#### Written exercise:
Count the lines in the entries below that contain the string "tall", with uppercase and lowercase letters treated as different. Reply with the number alone.

(Records in a dataset)
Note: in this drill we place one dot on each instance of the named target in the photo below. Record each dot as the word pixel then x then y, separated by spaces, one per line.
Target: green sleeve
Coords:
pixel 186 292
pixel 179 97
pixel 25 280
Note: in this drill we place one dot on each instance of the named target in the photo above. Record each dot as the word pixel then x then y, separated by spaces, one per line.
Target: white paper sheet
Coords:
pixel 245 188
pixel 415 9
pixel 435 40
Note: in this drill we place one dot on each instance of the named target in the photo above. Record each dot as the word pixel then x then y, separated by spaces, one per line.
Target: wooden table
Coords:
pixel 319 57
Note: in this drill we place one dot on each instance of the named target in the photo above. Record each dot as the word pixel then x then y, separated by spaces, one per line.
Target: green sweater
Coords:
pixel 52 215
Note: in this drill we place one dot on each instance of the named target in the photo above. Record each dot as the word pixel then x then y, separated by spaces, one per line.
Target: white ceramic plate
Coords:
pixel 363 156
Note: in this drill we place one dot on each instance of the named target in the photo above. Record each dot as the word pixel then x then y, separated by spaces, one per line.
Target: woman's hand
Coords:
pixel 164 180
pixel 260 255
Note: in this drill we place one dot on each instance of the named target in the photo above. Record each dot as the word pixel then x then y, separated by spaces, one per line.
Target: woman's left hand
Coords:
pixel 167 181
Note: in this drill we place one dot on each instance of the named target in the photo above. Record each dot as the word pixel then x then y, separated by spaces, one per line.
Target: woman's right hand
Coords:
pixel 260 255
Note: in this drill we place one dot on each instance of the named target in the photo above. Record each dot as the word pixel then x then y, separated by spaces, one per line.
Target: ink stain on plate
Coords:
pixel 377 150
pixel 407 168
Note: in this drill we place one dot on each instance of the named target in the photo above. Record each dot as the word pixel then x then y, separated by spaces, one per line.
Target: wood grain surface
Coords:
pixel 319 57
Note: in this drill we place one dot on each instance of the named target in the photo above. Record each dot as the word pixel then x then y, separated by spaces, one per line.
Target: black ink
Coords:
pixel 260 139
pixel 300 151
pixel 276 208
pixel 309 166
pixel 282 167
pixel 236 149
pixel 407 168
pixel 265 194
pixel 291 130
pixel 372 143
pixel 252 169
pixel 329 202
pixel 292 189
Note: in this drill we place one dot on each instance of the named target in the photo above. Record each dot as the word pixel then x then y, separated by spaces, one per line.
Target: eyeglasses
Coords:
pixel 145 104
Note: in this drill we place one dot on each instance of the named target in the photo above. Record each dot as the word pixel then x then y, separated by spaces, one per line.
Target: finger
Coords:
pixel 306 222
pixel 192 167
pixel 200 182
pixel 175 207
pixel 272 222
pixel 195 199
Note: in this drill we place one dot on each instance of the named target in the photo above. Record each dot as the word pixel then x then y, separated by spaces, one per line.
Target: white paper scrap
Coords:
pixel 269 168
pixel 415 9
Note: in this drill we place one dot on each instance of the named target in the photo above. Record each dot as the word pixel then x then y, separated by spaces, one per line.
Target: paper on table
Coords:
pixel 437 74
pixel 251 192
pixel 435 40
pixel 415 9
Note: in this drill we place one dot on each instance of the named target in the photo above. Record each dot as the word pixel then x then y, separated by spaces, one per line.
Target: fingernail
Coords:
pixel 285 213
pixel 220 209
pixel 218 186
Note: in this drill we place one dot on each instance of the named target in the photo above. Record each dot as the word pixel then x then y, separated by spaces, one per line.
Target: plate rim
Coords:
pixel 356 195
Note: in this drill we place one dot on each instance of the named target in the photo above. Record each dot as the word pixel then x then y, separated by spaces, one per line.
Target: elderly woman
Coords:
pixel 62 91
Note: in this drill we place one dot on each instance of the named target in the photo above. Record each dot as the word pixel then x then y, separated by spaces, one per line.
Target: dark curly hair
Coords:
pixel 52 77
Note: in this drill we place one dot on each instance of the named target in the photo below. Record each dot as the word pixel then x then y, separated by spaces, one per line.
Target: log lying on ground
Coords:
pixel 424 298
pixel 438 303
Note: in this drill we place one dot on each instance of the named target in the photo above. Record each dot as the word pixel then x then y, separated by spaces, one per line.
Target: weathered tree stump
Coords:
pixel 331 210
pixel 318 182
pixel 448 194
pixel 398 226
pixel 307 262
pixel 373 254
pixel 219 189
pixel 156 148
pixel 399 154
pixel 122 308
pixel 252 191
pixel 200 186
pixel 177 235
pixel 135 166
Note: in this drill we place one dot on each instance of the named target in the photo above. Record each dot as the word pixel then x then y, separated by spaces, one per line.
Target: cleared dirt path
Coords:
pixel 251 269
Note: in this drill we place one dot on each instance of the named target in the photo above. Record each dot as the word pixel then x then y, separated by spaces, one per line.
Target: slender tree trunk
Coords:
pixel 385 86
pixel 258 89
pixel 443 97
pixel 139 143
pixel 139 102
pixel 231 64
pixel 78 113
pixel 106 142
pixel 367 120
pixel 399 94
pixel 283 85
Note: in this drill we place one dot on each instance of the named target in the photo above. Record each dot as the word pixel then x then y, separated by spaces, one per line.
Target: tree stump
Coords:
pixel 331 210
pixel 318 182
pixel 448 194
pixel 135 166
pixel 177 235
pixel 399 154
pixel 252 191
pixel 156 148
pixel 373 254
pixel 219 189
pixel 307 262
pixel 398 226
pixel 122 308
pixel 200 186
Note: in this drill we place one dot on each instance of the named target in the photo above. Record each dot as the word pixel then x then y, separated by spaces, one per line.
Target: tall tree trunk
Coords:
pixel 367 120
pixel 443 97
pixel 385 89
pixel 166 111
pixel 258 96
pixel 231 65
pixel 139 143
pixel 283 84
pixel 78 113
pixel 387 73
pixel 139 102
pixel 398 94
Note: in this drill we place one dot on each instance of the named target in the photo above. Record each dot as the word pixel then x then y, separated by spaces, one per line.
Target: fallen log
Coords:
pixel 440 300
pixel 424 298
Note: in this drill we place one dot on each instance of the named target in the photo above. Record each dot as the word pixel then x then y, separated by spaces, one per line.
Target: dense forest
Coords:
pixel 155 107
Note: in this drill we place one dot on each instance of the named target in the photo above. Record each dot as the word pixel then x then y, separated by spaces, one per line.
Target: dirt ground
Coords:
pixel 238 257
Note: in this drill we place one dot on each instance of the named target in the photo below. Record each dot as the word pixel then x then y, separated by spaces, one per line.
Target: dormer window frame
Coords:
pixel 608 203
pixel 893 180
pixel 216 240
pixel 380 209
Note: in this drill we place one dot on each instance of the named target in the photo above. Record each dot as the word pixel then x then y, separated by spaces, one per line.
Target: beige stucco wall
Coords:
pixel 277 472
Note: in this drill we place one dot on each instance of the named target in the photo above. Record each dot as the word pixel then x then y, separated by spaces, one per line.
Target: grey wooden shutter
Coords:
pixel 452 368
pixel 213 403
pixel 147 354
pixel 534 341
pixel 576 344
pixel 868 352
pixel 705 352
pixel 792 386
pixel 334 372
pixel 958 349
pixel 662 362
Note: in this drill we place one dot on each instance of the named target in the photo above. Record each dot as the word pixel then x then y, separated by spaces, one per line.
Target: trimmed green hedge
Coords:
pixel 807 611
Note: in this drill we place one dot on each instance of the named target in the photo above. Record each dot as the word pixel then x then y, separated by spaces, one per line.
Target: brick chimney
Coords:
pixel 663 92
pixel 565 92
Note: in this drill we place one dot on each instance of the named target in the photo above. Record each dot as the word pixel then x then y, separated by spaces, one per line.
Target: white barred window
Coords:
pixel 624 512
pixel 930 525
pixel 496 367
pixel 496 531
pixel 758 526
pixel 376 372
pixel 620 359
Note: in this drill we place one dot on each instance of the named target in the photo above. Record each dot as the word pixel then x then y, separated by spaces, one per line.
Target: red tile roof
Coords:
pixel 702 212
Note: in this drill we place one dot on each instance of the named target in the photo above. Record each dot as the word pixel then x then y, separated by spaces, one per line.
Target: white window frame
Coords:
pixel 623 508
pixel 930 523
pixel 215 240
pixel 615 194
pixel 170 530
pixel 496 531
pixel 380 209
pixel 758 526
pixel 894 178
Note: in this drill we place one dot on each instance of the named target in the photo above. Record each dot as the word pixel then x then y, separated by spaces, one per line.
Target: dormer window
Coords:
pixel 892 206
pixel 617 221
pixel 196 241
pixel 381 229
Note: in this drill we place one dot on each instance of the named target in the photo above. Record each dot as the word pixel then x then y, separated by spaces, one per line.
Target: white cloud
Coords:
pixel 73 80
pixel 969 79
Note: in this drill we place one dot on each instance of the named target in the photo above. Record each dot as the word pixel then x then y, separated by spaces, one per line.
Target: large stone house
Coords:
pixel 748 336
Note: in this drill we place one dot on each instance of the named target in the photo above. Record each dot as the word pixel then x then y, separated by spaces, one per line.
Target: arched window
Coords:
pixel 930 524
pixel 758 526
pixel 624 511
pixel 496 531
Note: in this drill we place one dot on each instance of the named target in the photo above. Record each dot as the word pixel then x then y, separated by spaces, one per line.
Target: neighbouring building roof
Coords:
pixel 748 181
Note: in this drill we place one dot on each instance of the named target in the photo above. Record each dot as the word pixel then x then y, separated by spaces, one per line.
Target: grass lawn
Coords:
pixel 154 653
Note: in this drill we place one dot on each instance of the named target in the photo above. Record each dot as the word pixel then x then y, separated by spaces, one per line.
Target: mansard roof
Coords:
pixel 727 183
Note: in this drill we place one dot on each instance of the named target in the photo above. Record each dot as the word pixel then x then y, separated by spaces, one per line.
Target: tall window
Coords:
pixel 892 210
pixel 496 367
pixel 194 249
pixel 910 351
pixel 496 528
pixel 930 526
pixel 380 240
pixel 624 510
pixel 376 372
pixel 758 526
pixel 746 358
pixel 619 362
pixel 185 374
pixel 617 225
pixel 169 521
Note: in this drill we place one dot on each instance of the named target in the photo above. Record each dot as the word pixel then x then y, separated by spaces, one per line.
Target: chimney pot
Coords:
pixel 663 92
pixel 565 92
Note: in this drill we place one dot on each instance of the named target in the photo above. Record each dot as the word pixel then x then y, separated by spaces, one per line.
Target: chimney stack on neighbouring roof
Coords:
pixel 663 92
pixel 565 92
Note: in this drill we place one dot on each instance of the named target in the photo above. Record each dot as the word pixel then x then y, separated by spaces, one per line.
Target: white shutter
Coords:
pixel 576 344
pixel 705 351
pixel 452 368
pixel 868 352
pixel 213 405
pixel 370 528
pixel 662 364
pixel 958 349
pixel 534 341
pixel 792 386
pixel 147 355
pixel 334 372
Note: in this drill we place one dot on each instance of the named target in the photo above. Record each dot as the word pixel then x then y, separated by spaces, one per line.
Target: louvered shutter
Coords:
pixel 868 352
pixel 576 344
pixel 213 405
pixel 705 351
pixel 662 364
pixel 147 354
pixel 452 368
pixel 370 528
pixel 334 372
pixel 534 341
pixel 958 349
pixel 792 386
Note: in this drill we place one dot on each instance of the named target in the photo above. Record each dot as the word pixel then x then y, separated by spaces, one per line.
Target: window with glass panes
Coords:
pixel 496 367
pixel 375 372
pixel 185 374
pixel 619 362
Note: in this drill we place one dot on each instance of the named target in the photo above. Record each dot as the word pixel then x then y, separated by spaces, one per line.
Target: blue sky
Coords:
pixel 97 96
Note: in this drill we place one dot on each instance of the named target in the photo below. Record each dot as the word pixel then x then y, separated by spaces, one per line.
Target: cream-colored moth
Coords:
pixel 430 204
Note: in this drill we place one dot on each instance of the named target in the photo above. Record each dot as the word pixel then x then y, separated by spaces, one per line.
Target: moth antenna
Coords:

#### The solution:
2